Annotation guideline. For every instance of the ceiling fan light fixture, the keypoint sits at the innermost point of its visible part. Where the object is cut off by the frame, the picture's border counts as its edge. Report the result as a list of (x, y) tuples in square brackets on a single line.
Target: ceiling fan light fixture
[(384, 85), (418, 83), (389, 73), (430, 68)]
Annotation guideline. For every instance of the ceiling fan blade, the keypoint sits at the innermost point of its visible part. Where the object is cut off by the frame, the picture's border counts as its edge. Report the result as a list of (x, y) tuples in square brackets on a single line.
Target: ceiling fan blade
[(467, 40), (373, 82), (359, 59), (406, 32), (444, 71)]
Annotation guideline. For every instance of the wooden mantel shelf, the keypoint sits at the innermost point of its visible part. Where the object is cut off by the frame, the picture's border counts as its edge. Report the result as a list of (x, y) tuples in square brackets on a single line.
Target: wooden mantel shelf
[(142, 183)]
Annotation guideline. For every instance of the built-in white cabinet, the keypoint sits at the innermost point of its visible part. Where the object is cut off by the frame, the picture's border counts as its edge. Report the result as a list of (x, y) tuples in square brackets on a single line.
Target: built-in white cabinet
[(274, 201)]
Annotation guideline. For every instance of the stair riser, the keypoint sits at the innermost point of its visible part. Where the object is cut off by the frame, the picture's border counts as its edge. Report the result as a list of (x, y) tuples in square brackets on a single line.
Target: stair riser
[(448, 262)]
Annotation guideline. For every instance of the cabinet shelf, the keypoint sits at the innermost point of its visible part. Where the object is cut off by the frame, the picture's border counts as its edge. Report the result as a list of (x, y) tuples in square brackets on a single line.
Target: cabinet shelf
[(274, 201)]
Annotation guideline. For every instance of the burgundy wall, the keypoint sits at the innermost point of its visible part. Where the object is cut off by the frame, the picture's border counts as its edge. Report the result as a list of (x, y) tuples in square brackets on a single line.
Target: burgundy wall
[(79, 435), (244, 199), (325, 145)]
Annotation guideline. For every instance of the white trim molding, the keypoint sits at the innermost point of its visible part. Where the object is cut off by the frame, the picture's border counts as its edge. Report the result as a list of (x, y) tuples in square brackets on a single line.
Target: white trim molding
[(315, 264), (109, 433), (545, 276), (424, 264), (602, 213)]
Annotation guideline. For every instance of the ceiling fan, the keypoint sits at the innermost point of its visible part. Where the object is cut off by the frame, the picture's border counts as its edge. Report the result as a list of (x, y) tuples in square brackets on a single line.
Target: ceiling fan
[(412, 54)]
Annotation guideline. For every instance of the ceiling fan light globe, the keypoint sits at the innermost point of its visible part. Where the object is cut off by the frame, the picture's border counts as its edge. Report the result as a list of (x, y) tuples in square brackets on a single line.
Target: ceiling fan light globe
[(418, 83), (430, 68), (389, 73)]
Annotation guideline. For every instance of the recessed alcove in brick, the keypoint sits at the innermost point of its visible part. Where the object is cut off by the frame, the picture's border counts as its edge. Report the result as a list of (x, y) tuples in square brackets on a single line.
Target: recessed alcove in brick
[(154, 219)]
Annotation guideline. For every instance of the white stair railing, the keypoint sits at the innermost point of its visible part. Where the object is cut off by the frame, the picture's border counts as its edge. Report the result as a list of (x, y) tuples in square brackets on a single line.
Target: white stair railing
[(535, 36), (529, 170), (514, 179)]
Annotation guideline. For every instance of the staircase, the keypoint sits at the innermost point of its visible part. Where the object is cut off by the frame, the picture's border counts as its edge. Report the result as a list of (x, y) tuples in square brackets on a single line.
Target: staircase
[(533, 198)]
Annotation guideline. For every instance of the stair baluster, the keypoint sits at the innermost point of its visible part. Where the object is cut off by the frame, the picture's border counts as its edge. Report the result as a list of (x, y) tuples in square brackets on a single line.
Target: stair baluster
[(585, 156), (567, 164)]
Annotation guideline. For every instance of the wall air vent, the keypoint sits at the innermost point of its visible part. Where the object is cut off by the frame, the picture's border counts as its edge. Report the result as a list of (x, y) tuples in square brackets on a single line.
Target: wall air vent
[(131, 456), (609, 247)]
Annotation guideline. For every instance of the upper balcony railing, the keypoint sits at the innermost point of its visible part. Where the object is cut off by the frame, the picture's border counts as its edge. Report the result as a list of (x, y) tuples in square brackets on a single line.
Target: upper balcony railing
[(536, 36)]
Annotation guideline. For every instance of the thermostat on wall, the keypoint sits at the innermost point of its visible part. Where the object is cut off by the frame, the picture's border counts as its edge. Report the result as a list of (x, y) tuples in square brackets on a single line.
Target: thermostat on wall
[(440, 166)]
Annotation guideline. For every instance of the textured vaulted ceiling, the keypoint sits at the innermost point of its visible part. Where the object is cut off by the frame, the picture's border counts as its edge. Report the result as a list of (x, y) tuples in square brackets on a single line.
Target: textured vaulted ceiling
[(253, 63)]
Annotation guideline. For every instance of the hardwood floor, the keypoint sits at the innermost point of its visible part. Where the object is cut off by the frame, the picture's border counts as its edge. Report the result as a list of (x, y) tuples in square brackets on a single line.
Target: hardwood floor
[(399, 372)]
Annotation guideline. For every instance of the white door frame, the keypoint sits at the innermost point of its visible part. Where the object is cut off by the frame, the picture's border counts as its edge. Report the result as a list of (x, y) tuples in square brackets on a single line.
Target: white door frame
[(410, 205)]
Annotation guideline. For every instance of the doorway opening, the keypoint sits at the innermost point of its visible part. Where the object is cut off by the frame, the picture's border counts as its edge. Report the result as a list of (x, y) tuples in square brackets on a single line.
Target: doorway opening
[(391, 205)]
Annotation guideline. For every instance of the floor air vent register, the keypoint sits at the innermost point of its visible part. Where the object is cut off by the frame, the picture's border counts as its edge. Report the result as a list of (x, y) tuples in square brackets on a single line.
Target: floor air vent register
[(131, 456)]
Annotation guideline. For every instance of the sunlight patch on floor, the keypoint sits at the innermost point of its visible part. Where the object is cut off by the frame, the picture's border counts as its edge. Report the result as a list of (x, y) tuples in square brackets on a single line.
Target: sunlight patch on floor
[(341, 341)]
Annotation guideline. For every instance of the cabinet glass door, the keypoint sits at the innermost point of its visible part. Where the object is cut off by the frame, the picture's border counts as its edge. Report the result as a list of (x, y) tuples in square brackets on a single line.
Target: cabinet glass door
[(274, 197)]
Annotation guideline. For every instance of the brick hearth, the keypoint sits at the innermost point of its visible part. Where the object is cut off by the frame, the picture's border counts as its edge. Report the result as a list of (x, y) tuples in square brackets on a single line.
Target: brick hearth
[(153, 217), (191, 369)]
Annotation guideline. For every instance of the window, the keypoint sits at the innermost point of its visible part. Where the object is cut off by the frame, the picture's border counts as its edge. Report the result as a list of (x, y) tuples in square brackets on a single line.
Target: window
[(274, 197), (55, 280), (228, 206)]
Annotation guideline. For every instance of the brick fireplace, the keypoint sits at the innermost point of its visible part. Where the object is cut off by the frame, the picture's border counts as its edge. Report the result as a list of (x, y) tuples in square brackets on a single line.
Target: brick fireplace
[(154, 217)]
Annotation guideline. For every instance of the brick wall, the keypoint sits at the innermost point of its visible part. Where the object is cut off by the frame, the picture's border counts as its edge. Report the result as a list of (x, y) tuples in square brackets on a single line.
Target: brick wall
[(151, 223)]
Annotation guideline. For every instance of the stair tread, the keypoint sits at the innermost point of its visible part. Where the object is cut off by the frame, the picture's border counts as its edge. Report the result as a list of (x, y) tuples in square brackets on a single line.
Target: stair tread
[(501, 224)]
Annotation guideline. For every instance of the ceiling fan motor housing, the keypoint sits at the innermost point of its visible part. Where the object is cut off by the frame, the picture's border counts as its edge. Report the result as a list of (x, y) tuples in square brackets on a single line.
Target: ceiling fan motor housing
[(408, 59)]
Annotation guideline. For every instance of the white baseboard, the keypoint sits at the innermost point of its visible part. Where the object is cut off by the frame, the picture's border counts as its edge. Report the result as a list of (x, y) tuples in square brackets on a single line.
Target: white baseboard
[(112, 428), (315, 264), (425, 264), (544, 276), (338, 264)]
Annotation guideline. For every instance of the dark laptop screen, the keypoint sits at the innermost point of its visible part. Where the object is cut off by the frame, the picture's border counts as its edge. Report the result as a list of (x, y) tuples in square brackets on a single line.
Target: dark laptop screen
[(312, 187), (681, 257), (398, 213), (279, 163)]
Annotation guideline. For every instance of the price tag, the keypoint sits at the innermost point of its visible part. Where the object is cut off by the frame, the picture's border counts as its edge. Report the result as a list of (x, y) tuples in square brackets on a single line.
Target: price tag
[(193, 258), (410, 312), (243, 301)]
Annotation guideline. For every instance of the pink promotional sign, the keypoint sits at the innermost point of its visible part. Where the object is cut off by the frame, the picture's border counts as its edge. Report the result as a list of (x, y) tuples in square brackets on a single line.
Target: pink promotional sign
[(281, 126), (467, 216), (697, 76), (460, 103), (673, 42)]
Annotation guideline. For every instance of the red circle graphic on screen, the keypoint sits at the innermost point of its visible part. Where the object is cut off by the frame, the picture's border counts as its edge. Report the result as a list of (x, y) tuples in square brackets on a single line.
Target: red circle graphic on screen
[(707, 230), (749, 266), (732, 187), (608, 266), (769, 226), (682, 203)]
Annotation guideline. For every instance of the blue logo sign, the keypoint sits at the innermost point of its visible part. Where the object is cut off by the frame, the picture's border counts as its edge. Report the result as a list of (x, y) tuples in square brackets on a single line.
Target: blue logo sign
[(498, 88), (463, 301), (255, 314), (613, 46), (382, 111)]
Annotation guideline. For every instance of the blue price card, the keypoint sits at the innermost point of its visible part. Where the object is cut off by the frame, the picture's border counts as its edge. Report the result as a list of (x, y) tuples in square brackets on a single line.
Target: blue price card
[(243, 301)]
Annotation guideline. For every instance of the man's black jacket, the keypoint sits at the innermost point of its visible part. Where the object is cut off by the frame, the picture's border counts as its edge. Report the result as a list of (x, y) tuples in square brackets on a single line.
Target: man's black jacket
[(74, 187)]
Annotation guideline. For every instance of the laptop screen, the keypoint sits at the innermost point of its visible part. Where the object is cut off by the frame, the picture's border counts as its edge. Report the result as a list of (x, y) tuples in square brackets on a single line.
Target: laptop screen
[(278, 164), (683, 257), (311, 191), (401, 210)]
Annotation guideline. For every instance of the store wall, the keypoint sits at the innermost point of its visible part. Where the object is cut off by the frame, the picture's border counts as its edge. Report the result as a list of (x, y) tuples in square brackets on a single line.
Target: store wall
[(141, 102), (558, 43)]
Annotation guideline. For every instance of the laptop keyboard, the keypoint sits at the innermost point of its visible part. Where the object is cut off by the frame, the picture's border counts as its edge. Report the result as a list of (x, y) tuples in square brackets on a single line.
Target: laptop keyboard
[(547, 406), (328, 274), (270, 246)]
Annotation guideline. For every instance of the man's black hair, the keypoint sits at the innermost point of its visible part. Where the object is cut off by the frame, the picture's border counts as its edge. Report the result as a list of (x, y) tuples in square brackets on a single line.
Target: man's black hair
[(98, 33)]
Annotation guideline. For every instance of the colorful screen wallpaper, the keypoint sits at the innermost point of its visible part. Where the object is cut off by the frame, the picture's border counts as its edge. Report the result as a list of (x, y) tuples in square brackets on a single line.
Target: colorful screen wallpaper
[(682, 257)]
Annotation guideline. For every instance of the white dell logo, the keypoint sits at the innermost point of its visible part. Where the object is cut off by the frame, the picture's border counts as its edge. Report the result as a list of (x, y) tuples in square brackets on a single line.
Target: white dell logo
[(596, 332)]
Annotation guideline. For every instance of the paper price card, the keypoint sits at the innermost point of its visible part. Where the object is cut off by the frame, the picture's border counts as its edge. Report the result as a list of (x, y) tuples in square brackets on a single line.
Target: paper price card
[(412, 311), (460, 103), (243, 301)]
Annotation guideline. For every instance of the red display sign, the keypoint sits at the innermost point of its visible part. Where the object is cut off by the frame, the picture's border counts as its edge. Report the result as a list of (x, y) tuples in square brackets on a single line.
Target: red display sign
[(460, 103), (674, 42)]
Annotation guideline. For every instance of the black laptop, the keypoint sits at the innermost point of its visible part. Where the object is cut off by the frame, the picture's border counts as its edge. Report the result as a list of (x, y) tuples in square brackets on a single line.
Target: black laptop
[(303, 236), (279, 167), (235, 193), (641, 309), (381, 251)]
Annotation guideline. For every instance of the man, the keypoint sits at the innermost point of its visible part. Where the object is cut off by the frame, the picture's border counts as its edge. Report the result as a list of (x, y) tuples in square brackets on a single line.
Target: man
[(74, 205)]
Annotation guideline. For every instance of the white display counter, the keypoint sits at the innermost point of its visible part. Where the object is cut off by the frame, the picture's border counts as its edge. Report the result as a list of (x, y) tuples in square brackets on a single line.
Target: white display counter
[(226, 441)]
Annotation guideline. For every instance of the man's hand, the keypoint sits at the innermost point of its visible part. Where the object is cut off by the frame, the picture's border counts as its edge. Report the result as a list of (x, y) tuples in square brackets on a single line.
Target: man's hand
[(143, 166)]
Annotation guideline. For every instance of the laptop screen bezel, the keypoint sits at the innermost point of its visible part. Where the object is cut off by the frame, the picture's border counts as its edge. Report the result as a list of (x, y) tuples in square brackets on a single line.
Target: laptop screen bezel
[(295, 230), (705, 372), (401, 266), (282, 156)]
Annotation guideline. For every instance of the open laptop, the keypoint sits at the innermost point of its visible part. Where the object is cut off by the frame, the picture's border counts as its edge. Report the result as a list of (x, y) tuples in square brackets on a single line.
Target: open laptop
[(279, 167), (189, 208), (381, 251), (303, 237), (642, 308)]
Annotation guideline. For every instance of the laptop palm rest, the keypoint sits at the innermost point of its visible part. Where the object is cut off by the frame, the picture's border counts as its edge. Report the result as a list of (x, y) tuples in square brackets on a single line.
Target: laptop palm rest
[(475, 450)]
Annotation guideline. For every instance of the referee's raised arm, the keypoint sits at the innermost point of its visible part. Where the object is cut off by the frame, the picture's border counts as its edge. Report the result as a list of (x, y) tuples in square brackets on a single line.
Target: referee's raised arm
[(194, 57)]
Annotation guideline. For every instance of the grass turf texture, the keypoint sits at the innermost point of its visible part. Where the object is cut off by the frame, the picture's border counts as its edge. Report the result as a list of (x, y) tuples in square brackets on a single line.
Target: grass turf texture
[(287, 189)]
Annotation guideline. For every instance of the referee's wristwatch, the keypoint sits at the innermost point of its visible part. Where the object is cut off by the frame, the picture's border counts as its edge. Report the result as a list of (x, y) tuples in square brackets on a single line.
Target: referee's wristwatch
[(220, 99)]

Required work >> Copy out the material above word for word, beginning at the line that contains "referee's wristwatch, the" and stopping after its final line.

Response to the exercise >>
Annotation guideline. For every instance of the referee's wristwatch, the keypoint sits at the innermost point of its visible part. Where the object is cut off by the frame, the picture's border counts as its edge. Report the result as a list of (x, y) tuples in square brackets on a single line.
Target: referee's wristwatch
[(220, 99)]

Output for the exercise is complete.